* DATA:
*** Block opens ***

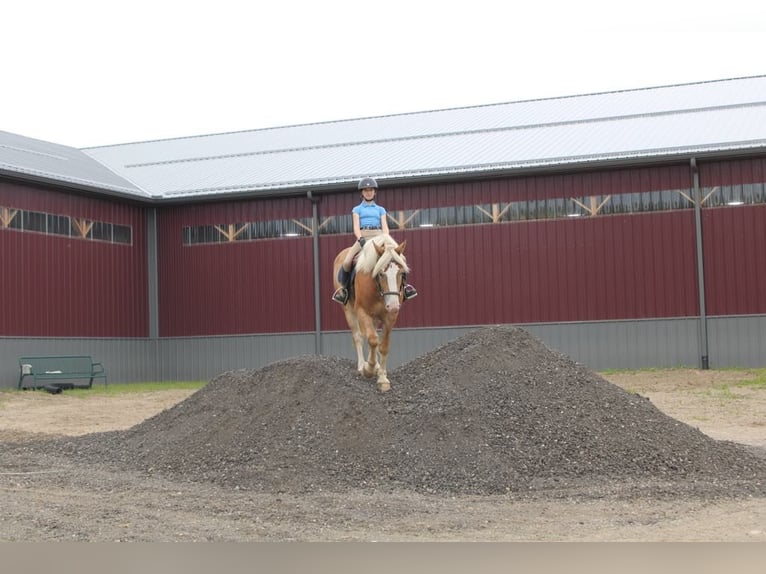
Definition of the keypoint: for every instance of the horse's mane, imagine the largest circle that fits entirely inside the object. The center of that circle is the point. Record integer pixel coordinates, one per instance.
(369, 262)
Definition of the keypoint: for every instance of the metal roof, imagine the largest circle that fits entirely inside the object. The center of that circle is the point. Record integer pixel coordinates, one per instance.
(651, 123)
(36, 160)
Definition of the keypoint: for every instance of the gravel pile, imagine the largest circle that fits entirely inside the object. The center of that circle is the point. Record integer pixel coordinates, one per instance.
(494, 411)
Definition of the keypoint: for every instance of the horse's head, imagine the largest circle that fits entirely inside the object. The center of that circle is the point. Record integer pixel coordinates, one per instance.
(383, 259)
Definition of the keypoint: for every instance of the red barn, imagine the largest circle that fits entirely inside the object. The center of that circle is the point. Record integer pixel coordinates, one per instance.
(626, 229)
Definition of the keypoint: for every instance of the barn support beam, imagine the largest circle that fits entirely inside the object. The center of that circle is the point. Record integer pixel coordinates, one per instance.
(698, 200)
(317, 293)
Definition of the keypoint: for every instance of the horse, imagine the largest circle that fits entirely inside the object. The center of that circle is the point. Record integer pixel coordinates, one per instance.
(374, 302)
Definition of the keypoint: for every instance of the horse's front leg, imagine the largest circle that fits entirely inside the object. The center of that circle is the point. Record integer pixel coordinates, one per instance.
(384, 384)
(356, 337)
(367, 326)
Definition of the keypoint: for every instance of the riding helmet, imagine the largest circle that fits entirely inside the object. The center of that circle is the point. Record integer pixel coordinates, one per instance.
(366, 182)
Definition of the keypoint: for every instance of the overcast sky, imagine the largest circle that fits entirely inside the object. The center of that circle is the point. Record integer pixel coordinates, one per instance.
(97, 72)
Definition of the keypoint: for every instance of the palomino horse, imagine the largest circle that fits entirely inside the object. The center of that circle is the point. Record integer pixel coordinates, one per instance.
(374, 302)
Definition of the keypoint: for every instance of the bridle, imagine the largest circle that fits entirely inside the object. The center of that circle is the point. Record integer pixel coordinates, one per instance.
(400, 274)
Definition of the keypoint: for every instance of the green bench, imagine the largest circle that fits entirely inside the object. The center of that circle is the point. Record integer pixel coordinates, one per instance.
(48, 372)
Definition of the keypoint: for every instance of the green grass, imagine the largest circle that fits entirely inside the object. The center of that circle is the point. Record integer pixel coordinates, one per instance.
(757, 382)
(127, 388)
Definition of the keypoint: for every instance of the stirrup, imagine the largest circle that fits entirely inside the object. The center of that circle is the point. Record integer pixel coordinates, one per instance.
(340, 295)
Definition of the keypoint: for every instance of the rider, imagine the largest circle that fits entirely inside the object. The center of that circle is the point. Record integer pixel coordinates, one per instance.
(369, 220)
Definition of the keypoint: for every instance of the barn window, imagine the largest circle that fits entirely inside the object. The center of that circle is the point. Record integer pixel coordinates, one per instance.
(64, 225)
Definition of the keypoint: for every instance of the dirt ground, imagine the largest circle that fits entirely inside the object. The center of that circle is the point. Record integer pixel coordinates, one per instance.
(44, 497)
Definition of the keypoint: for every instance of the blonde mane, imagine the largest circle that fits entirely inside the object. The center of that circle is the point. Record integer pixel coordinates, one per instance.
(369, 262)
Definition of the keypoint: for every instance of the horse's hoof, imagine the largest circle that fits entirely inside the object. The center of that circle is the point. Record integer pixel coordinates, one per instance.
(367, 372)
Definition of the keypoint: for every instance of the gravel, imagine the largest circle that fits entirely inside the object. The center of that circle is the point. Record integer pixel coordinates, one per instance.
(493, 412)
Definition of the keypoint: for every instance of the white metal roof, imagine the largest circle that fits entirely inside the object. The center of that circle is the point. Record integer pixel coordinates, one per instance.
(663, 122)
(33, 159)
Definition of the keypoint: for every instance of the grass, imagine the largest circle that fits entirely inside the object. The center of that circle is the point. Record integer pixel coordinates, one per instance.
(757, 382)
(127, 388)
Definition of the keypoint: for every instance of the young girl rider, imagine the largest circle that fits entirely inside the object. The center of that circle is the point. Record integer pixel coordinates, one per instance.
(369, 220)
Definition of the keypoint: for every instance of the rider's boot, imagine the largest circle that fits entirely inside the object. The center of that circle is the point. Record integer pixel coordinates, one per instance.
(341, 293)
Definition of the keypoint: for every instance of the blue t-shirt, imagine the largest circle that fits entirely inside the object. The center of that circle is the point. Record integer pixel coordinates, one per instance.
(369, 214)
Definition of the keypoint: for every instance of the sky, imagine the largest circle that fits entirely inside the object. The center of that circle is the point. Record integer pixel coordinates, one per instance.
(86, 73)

*** Block closes ***
*** Block opens ***

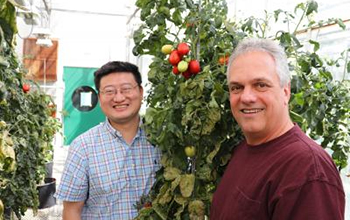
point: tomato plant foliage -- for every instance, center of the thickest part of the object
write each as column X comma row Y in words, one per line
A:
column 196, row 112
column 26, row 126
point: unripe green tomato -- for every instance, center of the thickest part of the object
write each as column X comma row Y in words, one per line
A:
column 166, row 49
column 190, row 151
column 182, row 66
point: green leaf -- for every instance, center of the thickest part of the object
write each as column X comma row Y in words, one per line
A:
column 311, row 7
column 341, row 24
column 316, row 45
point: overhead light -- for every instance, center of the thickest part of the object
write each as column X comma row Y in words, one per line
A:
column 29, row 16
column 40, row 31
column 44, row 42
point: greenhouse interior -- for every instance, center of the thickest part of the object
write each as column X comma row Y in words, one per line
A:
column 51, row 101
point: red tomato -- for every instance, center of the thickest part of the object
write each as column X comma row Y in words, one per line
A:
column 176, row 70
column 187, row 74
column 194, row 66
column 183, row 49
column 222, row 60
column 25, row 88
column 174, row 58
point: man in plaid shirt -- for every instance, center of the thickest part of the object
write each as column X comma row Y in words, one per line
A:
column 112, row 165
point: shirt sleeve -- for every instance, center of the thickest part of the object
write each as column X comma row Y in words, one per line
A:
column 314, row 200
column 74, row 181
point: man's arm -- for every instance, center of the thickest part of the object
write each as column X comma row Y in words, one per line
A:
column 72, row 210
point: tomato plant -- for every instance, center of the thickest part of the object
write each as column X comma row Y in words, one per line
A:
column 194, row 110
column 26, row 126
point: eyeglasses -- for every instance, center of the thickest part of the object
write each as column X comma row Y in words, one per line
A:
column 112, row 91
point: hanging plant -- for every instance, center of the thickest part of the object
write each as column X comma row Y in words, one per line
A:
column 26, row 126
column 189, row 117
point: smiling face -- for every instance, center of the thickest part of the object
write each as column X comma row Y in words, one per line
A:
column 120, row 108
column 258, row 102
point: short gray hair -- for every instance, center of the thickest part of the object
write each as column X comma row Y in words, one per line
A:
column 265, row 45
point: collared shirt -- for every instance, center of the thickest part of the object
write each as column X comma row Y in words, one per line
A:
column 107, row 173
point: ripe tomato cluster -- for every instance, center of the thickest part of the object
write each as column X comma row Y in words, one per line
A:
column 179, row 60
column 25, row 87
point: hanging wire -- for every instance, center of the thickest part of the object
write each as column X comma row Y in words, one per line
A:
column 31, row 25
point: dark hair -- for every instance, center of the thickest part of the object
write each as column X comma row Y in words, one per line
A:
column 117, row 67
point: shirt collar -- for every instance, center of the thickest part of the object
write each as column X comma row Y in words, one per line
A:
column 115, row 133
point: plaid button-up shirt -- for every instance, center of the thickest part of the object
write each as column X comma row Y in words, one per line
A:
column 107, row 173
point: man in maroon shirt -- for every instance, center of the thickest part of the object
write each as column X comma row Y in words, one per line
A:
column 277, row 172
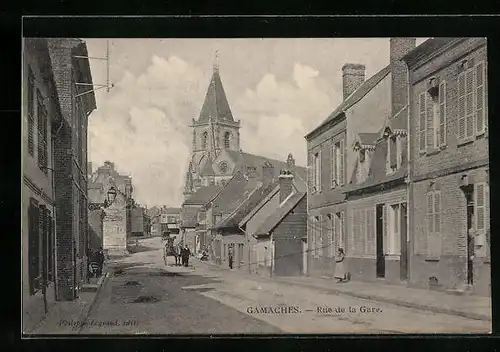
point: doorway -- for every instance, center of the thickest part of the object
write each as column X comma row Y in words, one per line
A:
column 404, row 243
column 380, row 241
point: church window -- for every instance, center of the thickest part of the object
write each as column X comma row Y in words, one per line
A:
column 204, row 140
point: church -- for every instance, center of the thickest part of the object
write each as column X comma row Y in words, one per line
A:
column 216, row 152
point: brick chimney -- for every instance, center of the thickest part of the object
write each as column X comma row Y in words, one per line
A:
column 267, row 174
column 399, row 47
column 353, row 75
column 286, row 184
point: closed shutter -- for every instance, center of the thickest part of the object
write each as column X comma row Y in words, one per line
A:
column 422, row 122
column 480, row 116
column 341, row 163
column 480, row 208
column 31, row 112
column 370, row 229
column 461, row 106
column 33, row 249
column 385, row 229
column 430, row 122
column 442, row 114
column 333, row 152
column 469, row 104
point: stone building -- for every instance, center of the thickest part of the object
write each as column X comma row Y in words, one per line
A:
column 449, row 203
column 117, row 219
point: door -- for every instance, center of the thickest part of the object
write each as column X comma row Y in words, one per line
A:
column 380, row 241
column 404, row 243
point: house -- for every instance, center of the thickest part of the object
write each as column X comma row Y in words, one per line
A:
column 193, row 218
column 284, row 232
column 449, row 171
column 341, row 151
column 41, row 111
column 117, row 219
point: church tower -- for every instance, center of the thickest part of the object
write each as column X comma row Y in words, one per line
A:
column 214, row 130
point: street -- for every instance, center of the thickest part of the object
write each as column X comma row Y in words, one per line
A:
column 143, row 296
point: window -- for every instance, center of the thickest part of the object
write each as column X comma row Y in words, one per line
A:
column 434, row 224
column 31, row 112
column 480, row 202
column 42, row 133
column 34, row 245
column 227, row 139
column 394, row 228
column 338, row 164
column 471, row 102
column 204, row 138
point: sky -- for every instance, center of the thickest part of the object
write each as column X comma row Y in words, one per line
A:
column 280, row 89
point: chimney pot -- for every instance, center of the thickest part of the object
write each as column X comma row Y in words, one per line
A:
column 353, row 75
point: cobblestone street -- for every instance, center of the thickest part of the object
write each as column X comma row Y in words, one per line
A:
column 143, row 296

*** Block closes ***

* WORK TO BE COMPLETED: Extract, from the listing above, every line where the string "street" occurs.

* RESPONSE AREA:
point: street -- for every instance, center of the thickest part of the object
point: cobblestone street -- for every instance, center of the thickest part of the object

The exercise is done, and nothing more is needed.